*** Opening Excerpted records ***

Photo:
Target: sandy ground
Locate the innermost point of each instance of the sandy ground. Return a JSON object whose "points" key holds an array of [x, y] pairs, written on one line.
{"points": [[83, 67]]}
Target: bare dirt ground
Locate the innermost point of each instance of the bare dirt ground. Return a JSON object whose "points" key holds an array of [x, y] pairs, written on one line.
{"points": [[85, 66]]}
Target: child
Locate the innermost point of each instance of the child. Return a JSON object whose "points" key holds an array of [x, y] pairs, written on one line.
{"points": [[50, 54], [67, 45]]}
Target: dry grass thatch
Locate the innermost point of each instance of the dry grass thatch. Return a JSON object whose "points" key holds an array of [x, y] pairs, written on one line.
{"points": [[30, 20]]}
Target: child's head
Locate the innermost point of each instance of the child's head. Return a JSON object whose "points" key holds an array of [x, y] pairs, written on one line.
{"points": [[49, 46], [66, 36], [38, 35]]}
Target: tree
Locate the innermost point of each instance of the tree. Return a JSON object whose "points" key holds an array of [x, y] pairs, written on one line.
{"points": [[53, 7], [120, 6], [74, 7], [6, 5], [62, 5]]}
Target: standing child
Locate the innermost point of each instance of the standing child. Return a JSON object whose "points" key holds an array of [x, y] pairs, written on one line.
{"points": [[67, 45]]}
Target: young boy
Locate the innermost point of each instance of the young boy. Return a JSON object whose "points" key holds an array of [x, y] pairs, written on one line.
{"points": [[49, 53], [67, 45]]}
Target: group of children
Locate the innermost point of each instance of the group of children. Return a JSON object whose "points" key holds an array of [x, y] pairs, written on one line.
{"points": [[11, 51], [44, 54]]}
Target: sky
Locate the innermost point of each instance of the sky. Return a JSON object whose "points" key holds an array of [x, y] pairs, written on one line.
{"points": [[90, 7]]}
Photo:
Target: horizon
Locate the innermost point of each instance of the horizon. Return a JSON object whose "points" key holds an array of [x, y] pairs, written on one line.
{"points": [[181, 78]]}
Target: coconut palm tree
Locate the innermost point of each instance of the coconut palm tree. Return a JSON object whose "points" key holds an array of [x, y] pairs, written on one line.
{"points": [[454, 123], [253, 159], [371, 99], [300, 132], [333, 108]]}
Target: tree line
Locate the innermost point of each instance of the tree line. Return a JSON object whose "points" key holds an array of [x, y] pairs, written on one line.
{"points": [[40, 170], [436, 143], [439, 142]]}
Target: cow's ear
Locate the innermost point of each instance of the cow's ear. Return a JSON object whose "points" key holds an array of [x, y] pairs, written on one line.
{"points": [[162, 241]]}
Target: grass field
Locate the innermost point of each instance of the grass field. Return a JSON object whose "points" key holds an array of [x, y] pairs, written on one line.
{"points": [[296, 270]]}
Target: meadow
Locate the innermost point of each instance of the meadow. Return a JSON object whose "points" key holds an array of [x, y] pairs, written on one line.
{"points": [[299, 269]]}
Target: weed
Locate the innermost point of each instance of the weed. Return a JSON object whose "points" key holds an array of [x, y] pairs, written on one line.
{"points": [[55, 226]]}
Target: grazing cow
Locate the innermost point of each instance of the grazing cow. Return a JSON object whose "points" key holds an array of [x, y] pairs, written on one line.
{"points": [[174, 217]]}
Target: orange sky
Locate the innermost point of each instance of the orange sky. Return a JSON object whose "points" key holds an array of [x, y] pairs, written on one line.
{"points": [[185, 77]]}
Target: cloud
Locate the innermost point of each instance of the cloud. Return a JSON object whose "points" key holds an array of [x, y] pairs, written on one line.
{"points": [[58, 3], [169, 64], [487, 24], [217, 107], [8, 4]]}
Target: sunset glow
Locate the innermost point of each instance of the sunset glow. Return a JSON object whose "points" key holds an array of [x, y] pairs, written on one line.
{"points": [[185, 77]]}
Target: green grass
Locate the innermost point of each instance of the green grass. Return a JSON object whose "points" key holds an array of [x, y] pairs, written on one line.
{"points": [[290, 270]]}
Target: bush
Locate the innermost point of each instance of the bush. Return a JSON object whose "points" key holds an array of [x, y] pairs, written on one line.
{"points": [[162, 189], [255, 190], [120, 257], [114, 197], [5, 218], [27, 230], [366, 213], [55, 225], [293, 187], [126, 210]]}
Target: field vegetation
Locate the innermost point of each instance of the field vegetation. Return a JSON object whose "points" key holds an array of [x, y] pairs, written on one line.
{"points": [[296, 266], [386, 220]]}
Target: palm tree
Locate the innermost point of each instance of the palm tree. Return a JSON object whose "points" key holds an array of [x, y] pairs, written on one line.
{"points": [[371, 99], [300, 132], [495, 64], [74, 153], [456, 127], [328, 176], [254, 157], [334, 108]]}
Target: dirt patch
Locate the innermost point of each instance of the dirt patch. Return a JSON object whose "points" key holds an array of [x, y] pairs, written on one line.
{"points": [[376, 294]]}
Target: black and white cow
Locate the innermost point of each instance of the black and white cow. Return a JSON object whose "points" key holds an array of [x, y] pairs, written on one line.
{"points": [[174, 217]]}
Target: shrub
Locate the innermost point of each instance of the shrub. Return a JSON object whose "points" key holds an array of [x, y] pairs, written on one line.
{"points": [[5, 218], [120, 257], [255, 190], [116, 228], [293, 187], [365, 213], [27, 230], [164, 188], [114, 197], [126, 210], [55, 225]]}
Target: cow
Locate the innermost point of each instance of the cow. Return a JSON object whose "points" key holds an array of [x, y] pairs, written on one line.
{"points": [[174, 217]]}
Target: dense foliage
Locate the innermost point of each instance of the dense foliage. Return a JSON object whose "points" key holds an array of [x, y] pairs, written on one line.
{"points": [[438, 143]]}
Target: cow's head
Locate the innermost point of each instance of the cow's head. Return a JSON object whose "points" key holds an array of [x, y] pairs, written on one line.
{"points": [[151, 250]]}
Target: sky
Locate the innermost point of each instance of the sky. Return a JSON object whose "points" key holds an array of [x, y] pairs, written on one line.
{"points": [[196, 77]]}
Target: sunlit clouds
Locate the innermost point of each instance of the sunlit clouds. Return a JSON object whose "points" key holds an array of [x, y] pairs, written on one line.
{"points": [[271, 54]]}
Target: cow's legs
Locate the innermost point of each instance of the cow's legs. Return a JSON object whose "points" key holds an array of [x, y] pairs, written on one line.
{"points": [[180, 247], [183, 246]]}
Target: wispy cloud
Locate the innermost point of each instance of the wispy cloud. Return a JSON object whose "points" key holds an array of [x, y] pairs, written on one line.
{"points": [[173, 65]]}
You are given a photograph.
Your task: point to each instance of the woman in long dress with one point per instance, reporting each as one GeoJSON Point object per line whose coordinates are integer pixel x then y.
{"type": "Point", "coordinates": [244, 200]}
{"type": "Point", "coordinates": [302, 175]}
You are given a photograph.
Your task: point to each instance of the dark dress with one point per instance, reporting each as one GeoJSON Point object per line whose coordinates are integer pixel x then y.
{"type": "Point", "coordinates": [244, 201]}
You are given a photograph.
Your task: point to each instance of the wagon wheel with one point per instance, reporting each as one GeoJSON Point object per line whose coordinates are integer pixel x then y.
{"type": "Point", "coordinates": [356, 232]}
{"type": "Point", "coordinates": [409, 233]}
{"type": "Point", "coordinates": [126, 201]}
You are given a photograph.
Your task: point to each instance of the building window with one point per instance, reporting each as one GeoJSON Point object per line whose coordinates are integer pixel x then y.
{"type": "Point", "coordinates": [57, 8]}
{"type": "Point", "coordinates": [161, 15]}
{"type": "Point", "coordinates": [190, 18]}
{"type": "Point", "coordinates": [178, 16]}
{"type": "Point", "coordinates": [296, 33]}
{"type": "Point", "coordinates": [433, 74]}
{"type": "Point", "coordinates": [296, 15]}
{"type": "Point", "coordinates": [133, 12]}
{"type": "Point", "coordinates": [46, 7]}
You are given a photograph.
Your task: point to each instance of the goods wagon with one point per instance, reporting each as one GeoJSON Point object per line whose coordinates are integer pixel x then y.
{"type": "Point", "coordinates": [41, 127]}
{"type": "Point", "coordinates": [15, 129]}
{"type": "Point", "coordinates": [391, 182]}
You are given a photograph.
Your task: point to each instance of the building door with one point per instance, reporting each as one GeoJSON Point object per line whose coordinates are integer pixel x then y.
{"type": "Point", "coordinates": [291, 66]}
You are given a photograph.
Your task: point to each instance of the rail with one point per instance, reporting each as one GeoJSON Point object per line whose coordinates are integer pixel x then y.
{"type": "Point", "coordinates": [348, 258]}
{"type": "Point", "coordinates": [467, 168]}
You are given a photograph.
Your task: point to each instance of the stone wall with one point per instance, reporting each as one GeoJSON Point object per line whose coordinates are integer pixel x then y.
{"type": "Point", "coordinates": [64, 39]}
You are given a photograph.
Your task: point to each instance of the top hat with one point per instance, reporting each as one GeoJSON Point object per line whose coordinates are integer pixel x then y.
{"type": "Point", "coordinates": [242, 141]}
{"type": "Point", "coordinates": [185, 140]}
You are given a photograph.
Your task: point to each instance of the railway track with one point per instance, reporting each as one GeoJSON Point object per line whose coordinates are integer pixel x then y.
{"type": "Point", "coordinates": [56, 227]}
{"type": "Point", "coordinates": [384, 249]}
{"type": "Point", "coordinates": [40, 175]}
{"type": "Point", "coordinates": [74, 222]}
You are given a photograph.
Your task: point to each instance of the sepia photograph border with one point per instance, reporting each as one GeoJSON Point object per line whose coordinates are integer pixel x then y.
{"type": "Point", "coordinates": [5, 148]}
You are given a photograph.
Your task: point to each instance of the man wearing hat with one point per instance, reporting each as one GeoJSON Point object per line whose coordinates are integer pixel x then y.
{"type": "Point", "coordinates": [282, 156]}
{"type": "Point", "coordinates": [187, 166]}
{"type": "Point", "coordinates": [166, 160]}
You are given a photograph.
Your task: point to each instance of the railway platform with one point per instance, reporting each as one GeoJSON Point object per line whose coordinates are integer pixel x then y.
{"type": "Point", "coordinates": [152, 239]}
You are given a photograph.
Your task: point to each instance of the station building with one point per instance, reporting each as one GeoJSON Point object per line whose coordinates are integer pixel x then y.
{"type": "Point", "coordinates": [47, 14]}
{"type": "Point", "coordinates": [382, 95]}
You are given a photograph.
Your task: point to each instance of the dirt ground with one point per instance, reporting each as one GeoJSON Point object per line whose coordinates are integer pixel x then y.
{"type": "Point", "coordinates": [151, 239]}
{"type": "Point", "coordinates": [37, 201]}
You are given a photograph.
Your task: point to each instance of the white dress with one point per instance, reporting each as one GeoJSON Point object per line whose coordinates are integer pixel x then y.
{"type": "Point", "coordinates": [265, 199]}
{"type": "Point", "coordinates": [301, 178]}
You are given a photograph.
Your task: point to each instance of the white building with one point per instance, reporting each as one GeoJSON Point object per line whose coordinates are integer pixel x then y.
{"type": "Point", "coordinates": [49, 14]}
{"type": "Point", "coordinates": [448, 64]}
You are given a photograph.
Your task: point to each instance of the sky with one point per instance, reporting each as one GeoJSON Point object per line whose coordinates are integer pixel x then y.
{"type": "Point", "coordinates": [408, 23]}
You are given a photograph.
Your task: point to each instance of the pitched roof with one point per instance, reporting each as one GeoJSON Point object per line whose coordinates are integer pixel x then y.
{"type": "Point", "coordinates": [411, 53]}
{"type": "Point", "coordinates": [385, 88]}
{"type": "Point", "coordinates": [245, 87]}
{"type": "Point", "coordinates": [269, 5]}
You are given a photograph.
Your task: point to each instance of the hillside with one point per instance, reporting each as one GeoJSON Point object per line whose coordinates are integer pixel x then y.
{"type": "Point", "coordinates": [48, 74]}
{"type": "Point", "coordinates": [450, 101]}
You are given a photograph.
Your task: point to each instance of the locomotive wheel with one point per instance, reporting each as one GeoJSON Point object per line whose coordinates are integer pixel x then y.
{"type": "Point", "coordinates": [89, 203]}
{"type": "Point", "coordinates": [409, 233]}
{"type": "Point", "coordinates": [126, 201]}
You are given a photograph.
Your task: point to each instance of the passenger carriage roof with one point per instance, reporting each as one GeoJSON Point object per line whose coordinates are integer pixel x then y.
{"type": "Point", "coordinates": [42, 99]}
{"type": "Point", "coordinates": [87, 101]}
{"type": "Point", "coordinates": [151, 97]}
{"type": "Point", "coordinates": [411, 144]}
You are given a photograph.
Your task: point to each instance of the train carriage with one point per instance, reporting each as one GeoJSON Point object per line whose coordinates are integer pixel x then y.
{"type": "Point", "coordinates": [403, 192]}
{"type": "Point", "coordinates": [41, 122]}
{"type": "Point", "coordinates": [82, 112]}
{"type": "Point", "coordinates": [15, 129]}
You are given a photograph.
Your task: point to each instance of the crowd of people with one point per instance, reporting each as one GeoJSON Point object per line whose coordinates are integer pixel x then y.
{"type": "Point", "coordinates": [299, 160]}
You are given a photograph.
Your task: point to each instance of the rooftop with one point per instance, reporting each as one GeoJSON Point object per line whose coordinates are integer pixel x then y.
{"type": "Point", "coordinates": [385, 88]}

*** Closing Excerpted records ***

# Your assignment
All lines from the top of the data through the line containing "Target: bare dirt ground" need to be retyped exactly, and nothing more.

# Exercise output
Photo:
Target: sandy ground
Locate the innermost point of each instance of the sandy ground. Return a JSON object whose "points" key holds an array of [x, y] pairs, written on one line.
{"points": [[83, 67]]}
Target: bare dirt ground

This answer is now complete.